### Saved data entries
-- -- --

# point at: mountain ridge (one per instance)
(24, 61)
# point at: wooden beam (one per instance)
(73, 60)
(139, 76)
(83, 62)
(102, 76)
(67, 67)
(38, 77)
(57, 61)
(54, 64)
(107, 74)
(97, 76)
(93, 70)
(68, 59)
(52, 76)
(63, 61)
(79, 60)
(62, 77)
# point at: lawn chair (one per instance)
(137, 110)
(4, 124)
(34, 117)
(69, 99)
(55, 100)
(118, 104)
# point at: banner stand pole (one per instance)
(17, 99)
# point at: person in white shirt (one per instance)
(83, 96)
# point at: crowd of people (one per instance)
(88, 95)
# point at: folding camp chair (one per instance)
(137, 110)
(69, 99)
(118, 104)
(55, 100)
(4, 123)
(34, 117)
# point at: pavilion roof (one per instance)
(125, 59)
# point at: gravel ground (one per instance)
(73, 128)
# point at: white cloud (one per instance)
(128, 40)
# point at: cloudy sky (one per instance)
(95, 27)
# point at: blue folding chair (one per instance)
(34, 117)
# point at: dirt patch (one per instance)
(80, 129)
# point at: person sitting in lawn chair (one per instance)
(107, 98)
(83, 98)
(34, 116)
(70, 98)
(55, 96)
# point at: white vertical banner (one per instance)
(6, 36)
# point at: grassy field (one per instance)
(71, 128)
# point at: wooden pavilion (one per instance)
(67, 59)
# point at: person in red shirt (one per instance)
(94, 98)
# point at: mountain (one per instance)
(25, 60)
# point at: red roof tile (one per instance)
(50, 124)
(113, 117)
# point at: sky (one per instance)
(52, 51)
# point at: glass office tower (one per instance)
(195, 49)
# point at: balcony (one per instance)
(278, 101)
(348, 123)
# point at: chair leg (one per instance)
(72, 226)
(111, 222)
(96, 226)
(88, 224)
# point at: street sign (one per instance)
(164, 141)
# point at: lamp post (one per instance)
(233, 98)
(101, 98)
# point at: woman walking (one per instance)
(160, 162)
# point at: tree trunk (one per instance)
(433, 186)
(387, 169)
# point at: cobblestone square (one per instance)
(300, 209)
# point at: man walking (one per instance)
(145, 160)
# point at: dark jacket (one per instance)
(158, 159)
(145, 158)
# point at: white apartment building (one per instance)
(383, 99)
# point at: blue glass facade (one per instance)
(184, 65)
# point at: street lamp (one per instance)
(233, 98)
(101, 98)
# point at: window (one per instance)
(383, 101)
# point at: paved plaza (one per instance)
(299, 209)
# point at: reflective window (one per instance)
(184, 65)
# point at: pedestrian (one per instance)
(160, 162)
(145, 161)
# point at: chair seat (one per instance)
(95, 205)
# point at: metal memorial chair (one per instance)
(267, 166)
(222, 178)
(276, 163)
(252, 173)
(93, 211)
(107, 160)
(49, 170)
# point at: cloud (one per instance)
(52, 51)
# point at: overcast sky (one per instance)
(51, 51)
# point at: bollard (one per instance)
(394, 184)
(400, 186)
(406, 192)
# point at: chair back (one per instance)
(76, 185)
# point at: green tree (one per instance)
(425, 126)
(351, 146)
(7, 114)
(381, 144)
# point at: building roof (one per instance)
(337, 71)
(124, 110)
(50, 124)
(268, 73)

-- -- --

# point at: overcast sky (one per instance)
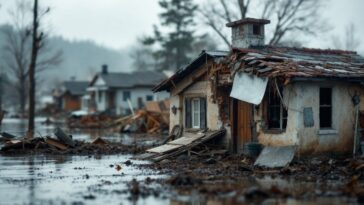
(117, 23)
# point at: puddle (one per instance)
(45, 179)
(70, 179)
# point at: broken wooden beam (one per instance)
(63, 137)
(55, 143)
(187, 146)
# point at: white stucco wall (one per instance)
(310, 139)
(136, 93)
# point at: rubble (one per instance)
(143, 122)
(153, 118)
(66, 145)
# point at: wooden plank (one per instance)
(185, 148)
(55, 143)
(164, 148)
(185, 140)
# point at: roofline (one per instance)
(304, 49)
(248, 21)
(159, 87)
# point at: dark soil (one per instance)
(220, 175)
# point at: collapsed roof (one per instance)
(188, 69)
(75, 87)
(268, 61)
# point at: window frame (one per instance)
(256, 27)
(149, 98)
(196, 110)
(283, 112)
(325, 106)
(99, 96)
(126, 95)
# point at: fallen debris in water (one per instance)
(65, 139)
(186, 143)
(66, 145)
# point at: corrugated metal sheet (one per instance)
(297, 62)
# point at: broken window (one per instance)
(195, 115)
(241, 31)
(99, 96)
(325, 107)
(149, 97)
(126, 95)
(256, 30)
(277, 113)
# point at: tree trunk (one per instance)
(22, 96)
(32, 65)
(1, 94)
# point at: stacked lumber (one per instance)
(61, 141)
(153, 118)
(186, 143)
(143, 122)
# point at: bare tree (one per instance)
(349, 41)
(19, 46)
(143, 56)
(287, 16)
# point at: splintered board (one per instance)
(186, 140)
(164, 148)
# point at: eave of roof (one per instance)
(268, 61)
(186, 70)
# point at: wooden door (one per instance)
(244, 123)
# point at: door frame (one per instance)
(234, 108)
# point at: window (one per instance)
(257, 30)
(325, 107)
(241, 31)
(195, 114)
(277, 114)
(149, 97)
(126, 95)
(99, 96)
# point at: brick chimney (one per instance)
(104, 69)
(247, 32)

-- -- --

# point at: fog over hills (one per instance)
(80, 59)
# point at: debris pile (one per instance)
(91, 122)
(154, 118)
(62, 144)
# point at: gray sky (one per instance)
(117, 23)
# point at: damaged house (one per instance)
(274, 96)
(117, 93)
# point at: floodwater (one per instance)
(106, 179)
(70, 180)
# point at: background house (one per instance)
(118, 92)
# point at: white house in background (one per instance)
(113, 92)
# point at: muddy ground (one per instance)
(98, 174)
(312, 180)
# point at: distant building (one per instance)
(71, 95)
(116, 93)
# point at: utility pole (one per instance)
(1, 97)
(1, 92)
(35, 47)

-- -- --

### Task requirements
Please pull out each line of the records that contains the word "door". Uppercase and lowercase count as different.

### Complete output
# point at: wooden door (one per instance)
# point at: door frame (one per instance)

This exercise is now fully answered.